--- begin Data records ---

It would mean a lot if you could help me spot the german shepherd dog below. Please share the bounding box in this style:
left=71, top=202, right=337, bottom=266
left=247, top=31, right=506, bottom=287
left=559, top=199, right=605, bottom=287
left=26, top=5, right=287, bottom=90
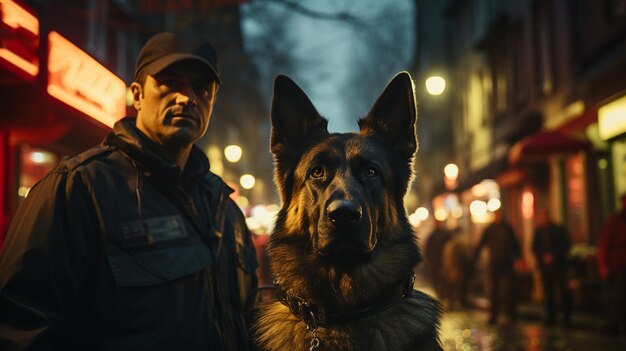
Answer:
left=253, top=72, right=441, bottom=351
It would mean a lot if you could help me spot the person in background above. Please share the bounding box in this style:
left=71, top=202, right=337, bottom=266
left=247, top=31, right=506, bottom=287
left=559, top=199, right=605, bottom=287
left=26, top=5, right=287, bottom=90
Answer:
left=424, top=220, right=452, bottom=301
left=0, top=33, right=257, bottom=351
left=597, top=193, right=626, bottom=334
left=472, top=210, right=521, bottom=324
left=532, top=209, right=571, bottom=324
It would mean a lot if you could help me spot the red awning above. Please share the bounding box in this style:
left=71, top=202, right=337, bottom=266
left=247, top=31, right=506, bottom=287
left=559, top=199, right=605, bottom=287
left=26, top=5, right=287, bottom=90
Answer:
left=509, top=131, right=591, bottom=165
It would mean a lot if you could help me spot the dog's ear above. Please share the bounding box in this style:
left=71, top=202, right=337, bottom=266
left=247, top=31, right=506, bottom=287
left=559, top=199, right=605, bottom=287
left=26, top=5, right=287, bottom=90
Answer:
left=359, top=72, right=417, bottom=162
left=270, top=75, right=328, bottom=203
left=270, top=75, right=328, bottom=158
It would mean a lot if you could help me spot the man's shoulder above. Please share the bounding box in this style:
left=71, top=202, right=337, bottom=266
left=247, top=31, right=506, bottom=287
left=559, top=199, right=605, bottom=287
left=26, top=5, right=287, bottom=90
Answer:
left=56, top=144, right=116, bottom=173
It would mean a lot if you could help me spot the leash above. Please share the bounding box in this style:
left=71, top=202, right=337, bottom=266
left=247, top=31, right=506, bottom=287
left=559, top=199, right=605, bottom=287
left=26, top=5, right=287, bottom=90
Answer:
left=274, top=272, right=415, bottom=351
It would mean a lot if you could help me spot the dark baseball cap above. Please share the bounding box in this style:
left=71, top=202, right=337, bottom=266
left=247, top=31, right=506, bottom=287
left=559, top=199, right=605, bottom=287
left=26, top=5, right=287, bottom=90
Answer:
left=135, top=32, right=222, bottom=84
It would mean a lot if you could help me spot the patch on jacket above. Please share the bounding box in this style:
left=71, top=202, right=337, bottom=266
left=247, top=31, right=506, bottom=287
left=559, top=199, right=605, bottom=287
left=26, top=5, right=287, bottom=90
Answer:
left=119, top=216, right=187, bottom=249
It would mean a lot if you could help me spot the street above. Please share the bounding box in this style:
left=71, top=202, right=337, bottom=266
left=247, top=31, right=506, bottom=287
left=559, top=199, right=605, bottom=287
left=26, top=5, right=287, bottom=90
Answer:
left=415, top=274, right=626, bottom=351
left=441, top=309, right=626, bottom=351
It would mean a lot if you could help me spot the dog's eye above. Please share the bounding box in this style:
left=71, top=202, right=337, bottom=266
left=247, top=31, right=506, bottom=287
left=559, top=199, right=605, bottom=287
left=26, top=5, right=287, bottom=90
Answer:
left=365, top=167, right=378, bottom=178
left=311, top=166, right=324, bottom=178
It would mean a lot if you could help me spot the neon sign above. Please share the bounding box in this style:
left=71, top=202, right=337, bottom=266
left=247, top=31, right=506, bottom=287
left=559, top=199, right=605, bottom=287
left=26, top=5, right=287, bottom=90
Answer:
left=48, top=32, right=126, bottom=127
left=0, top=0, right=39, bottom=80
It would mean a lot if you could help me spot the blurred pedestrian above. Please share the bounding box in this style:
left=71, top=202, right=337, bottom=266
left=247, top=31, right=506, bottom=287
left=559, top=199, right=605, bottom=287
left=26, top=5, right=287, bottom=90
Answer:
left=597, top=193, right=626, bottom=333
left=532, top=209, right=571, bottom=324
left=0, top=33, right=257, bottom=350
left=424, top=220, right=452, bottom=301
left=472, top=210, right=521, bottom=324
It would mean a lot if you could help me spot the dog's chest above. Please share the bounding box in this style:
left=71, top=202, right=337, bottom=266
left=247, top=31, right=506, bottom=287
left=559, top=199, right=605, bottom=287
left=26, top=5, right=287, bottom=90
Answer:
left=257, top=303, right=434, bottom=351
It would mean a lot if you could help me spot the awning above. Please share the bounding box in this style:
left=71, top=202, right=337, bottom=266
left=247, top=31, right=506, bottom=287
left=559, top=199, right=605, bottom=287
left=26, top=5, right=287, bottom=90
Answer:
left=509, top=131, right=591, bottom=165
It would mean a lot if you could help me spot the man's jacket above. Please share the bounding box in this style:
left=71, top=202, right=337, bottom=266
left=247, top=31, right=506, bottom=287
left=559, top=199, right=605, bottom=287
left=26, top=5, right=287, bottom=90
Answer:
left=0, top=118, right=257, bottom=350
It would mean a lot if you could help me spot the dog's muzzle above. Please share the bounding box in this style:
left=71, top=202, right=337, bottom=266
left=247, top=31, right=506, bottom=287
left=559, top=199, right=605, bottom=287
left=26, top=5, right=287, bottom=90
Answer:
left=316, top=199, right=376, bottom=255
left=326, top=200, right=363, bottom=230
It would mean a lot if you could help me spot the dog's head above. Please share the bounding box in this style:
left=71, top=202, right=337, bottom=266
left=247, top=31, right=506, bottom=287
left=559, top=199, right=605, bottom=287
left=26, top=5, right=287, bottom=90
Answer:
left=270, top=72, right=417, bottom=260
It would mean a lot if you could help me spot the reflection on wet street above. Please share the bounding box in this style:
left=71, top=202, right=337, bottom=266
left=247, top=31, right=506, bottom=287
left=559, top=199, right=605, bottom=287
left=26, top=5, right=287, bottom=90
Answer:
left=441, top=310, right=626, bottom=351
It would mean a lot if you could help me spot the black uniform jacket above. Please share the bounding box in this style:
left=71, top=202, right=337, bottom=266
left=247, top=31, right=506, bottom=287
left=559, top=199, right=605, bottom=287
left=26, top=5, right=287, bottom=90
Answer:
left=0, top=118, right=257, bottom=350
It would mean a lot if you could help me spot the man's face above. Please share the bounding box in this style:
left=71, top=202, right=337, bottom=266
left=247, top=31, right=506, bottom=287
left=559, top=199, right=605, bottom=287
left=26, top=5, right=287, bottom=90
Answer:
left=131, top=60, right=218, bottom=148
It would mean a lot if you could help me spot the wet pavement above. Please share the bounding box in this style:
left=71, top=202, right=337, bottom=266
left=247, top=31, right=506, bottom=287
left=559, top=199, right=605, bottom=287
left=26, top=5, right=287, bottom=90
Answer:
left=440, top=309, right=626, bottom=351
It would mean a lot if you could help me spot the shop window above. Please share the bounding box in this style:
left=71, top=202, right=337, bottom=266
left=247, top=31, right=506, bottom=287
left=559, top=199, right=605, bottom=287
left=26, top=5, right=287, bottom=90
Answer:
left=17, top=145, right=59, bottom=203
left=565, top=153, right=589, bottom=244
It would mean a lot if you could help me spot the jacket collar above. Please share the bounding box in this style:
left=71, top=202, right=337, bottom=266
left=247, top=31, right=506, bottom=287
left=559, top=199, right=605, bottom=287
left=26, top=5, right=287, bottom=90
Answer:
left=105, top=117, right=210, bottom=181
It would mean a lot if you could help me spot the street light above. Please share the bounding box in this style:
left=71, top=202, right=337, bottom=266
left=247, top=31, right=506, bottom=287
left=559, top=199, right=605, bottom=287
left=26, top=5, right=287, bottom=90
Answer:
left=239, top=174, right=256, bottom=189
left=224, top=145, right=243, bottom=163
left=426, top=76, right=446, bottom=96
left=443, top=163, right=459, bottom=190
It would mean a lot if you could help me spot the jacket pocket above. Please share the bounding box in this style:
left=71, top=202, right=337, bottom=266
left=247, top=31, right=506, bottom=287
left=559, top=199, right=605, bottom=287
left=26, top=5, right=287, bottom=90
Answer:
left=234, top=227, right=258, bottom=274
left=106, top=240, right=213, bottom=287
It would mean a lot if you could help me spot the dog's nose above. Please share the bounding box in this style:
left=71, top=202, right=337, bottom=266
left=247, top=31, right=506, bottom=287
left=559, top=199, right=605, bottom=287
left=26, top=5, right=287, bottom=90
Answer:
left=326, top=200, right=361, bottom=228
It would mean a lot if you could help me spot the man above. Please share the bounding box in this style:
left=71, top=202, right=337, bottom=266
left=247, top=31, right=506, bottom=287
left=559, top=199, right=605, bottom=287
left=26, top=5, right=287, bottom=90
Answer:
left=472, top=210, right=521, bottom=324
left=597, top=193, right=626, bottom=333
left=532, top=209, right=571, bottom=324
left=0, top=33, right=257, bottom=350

--- end Data records ---
--- begin Data records ---

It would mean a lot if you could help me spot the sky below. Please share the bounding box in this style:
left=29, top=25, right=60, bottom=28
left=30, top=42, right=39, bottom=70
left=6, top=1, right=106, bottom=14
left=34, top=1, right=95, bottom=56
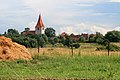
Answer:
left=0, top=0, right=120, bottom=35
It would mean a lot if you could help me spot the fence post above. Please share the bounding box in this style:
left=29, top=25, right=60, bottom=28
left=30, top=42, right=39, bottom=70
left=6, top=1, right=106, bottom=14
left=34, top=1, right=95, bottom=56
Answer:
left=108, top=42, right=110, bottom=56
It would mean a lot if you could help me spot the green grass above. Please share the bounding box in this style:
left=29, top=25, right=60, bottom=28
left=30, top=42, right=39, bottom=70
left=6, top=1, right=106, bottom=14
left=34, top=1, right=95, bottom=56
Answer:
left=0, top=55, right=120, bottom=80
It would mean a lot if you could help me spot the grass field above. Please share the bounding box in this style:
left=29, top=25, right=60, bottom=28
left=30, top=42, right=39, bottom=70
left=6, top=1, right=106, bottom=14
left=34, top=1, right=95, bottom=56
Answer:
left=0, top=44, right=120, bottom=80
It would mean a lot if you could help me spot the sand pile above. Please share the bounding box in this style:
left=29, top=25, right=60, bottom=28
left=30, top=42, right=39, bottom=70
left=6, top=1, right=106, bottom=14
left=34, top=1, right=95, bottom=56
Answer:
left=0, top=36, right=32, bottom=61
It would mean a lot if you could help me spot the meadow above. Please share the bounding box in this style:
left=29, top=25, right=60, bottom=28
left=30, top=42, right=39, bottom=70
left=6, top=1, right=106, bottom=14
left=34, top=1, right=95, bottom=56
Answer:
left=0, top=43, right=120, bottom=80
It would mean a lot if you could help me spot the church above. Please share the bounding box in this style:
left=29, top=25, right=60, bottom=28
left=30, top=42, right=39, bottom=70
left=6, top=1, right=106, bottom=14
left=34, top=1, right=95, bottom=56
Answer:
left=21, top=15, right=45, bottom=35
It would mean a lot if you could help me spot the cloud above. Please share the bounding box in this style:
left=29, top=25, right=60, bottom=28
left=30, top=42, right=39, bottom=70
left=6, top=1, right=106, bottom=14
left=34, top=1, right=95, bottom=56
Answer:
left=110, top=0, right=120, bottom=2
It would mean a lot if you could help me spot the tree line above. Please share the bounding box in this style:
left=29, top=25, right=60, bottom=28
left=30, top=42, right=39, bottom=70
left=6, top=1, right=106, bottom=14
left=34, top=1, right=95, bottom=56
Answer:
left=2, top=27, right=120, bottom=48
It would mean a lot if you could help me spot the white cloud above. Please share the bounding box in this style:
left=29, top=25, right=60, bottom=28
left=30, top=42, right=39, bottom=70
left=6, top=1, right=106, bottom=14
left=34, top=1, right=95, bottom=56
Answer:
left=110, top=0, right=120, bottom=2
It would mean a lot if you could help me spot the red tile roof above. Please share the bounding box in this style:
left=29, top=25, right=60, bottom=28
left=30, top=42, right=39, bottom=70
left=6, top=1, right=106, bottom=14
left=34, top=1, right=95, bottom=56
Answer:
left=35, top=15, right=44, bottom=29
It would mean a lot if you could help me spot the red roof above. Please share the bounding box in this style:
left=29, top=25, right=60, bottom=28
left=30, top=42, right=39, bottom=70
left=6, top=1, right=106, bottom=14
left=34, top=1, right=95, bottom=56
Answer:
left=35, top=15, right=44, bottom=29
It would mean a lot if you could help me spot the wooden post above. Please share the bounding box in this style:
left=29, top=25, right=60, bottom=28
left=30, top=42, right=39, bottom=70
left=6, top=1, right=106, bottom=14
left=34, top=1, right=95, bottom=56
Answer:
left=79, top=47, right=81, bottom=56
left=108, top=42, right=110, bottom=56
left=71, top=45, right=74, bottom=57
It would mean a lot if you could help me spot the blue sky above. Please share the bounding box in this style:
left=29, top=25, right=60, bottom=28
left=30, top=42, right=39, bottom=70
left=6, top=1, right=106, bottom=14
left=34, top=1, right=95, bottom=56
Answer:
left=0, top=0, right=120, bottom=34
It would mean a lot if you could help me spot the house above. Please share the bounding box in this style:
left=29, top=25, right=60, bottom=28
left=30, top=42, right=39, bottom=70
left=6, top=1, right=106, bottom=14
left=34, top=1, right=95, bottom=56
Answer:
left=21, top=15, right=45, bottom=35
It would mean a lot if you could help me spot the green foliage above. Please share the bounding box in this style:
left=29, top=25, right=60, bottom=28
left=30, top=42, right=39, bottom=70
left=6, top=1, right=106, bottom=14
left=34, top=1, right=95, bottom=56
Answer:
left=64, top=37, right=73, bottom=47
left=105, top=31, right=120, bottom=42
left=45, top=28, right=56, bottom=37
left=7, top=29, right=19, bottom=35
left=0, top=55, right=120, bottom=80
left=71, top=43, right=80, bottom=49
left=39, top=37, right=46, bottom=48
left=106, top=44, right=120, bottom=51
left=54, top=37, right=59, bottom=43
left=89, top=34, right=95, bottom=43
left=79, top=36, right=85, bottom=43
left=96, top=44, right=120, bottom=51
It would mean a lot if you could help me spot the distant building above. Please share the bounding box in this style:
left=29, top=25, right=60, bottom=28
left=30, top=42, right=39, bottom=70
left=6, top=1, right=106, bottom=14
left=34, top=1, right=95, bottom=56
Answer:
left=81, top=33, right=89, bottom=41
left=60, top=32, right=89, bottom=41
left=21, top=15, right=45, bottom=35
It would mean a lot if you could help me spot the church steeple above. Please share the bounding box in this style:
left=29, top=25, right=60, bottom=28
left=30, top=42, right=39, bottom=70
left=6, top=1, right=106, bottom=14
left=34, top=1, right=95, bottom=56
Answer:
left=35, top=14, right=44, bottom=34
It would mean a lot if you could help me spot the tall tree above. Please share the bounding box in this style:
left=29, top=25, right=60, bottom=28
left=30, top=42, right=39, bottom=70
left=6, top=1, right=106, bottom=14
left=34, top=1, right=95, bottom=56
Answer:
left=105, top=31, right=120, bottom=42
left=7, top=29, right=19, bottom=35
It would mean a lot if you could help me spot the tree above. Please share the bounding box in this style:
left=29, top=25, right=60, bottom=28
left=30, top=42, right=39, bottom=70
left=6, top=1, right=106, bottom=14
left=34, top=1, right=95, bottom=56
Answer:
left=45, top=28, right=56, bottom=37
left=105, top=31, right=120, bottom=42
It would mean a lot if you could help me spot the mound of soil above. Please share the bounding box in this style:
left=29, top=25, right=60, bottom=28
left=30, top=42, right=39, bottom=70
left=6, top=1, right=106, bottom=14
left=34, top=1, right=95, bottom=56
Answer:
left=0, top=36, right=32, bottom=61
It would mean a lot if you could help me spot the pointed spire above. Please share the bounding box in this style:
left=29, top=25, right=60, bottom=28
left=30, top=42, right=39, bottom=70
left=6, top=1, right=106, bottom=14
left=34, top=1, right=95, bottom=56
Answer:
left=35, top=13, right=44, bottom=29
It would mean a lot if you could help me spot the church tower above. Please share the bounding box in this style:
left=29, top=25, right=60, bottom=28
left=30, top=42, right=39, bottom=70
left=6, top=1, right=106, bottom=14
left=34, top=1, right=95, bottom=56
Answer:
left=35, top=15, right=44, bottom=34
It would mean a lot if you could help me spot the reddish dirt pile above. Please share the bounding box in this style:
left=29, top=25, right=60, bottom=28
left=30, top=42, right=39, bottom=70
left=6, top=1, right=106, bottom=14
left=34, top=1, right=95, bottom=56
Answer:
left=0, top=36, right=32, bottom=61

--- end Data records ---
--- begin Data records ---

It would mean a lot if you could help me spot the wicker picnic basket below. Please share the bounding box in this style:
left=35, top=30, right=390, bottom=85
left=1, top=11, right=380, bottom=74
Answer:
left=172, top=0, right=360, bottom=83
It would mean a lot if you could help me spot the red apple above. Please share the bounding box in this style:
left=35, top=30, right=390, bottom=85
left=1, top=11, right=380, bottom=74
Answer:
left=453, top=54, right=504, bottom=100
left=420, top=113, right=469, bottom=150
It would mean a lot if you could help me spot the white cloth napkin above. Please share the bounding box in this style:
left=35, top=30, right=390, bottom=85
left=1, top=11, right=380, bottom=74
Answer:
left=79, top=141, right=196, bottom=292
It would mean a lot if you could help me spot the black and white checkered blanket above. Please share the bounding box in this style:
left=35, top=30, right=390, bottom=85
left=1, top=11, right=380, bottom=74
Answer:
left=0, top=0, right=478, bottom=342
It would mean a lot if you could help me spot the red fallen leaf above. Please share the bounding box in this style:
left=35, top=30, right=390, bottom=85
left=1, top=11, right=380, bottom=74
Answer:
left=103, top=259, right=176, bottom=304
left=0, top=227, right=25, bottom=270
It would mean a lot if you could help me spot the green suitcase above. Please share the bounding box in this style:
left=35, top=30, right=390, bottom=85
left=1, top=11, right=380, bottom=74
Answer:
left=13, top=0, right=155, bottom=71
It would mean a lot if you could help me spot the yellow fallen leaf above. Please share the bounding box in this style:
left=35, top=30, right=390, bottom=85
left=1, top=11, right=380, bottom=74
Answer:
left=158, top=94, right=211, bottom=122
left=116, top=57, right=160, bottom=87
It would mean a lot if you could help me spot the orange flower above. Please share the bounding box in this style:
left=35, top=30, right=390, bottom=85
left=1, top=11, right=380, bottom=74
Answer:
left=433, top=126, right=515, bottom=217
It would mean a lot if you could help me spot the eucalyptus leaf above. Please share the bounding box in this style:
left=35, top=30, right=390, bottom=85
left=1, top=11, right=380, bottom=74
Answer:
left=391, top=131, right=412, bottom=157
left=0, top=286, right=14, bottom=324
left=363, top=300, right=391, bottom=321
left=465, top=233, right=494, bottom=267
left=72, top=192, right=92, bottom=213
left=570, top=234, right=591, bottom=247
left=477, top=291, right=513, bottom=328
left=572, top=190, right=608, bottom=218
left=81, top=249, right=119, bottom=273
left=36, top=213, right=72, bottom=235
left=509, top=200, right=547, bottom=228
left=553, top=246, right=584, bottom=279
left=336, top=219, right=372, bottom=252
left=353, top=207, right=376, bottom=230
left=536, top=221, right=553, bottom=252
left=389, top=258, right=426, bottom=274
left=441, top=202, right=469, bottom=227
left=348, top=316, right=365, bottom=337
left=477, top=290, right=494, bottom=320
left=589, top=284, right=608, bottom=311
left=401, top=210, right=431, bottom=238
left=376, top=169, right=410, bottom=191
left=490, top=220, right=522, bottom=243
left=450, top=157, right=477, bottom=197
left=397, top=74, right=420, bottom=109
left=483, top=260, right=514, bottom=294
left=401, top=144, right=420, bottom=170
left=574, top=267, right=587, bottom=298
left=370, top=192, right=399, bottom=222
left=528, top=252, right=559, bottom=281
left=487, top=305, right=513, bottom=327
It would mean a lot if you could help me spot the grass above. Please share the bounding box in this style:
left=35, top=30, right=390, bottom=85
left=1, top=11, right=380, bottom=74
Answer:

--- end Data records ---

=== Do this ===
Write out the lines again, starting with the line with "spot the german" and going on through the line with "left=270, top=75, right=328, bottom=158", swapping "bounding box" for "outline box" each time it comes up and keeping everything else the same. Leave the pictures out.

=== Solution ===
It would mean a lot if you could help me spot the german shepherd dog below. Please share the outline box in this style:
left=71, top=202, right=337, bottom=266
left=247, top=31, right=506, bottom=287
left=559, top=199, right=605, bottom=287
left=26, top=5, right=287, bottom=90
Answer:
left=253, top=72, right=441, bottom=351
It would mean a lot if you could help me spot the person in background above. Please share the outline box in this style:
left=71, top=202, right=337, bottom=266
left=247, top=31, right=506, bottom=287
left=559, top=199, right=605, bottom=287
left=26, top=5, right=287, bottom=90
Answer:
left=424, top=220, right=452, bottom=301
left=0, top=33, right=257, bottom=351
left=597, top=193, right=626, bottom=334
left=472, top=210, right=521, bottom=324
left=532, top=209, right=571, bottom=324
It would mean a lot if you could help me spot the red awning above. Please share the outline box in this style:
left=71, top=202, right=337, bottom=266
left=247, top=31, right=506, bottom=287
left=559, top=199, right=605, bottom=287
left=26, top=5, right=287, bottom=90
Answer:
left=509, top=131, right=591, bottom=165
It would mean a lot if you could help me spot the dog's ear above. Please share the outline box in this style:
left=71, top=202, right=337, bottom=266
left=247, top=31, right=506, bottom=287
left=559, top=199, right=605, bottom=287
left=26, top=5, right=287, bottom=90
Answer:
left=359, top=72, right=417, bottom=162
left=270, top=75, right=328, bottom=203
left=270, top=75, right=328, bottom=158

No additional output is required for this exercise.